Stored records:
- - - - -

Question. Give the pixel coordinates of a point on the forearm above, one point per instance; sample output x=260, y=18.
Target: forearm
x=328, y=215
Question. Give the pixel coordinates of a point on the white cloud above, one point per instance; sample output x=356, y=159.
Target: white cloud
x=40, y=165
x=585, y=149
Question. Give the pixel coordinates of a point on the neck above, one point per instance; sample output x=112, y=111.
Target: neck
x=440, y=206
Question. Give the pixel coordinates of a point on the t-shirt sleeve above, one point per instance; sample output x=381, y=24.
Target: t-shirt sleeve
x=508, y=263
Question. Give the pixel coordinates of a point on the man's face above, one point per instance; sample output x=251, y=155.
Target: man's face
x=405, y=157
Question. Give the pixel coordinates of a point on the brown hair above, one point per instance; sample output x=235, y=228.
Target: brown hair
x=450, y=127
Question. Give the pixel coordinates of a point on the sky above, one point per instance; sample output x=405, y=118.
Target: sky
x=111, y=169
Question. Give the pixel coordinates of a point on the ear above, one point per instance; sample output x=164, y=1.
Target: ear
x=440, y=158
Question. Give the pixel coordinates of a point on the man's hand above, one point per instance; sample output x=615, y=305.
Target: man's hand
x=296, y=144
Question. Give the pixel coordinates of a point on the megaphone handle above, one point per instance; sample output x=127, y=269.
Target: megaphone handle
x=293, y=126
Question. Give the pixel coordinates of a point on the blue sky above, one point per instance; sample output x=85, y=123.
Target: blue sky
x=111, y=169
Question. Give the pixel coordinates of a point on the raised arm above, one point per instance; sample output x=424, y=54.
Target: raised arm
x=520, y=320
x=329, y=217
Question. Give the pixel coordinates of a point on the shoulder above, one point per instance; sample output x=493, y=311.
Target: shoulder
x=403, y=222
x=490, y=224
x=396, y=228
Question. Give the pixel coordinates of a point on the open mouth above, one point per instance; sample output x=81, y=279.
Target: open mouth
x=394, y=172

- - - - -

TASK GOAL: Print the listing above in full, exactly as it is.

SOLUTION BELOW:
Question. Give the pixel coordinates of a point on the forearm above, one point per instance; sample output x=260, y=18.
Target: forearm
x=328, y=215
Question. Give the pixel coordinates of a point on the white cloud above, one point per instance; sample output x=356, y=159.
Target: white cloud
x=40, y=165
x=585, y=149
Question. Give the pixel coordinates of a point on the neck above, one point per instance; sample output x=112, y=111.
Target: neck
x=440, y=206
Question. Give the pixel coordinates of a point on the t-shirt sleeve above, one point per instance; sample output x=381, y=24.
Target: t-shirt sleeve
x=508, y=263
Question. Give the pixel coordinates of a point on the man's face above, one point per instance; sample output x=251, y=155.
Target: man's face
x=405, y=157
Question. Give the pixel coordinates of a point on the brown hair above, one point per instance; sample output x=235, y=228.
Target: brown hair
x=450, y=127
Question. Give the pixel coordinates of a point on the sky above, one point per instance; sample output x=405, y=118.
Target: sky
x=111, y=169
Question. Give the pixel coordinates of a point on the ear above, one point per instance; sample output x=164, y=1.
Target: ear
x=440, y=158
Question. Give the pixel coordinates of a point on the man's hand above, one point per instance; sample output x=615, y=305.
Target: man's hand
x=296, y=144
Question. Give the pixel coordinates of a point on the megaphone handle above, one point per instance; sample output x=127, y=269.
Target: megaphone handle
x=293, y=126
Question. Give the pixel coordinates of a point on the blue sky above, one point per instance; sample output x=85, y=123.
Target: blue sky
x=111, y=169
Question. Give the pixel coordinates of a point on the raised arm above, one point per instance; sample output x=424, y=54.
Target: raised arm
x=520, y=320
x=329, y=217
Question. Give the pixel coordinates of a point on the shoulder above, one point per instance; sample output x=493, y=311.
Target: shoulder
x=403, y=222
x=490, y=224
x=396, y=228
Question. Give the pixel coordinates of a point on the open mouth above, one point per instance; sample output x=81, y=279.
Target: open mouth
x=394, y=172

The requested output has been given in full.